To do -
Go through the data line by line. Copy each one holding the string "detect".

Data shown -
-------------------------

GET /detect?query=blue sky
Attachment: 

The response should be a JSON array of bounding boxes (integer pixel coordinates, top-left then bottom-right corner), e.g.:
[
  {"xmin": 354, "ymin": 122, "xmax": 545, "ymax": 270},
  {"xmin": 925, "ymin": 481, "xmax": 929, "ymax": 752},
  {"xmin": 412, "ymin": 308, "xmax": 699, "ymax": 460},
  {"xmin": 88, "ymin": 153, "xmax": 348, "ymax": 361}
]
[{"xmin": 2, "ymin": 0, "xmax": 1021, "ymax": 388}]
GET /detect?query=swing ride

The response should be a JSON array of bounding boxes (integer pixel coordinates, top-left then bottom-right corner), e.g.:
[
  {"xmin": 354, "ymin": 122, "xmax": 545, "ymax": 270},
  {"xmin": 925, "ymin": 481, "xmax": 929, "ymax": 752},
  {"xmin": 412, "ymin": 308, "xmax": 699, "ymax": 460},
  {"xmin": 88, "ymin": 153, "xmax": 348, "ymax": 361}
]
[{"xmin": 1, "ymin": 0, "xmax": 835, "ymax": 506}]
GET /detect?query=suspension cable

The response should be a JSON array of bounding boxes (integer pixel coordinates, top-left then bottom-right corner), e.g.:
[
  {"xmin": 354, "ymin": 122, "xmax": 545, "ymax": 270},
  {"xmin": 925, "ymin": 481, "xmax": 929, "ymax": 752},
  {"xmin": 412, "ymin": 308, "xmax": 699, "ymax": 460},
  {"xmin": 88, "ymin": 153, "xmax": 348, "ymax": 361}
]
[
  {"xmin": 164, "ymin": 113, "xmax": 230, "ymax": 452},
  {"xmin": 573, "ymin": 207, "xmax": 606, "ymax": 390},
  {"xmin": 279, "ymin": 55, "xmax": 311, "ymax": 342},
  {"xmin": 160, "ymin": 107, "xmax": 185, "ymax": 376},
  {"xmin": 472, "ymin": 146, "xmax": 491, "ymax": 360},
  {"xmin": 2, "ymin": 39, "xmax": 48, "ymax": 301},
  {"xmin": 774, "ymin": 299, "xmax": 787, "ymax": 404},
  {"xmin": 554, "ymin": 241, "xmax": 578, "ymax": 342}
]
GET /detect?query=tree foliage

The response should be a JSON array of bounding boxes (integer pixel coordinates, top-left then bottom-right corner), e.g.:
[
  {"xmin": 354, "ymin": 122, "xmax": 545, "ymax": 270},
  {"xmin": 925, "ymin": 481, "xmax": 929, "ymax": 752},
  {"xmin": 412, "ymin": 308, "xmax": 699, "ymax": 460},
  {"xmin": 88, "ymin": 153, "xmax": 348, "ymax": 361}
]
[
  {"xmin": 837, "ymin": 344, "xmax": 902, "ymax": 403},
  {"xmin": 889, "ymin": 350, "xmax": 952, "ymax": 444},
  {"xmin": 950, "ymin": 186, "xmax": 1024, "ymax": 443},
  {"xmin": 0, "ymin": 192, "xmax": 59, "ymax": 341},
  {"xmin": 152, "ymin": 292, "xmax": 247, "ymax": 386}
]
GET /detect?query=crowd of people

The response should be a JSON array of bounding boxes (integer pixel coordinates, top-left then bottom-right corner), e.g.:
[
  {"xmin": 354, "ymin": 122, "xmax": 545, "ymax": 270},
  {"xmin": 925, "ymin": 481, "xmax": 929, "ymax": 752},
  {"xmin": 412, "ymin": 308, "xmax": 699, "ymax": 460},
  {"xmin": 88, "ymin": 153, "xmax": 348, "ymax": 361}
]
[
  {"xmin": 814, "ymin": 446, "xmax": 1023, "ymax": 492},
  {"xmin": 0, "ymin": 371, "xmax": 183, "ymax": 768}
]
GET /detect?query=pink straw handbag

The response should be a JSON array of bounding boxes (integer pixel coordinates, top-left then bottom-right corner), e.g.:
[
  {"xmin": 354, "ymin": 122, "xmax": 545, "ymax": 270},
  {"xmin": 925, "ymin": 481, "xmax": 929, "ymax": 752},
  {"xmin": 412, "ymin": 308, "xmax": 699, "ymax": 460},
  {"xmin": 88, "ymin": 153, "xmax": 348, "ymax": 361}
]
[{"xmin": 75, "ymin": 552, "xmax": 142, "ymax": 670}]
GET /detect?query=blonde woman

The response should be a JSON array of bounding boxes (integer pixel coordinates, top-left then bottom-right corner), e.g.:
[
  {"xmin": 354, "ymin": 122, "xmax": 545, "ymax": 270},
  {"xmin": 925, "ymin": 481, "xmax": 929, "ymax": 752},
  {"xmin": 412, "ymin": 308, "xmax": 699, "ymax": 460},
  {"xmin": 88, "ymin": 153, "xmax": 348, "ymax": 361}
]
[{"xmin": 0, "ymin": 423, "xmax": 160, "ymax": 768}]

-------------------------

Finished task -
GET /detect?query=blue sky
GET /detect?query=swing ride
GET /detect?query=suspension cable
GET /detect?query=tree foliage
GET /detect?query=crowd of people
GET /detect?query=pink straw handbag
GET /detect?query=blonde woman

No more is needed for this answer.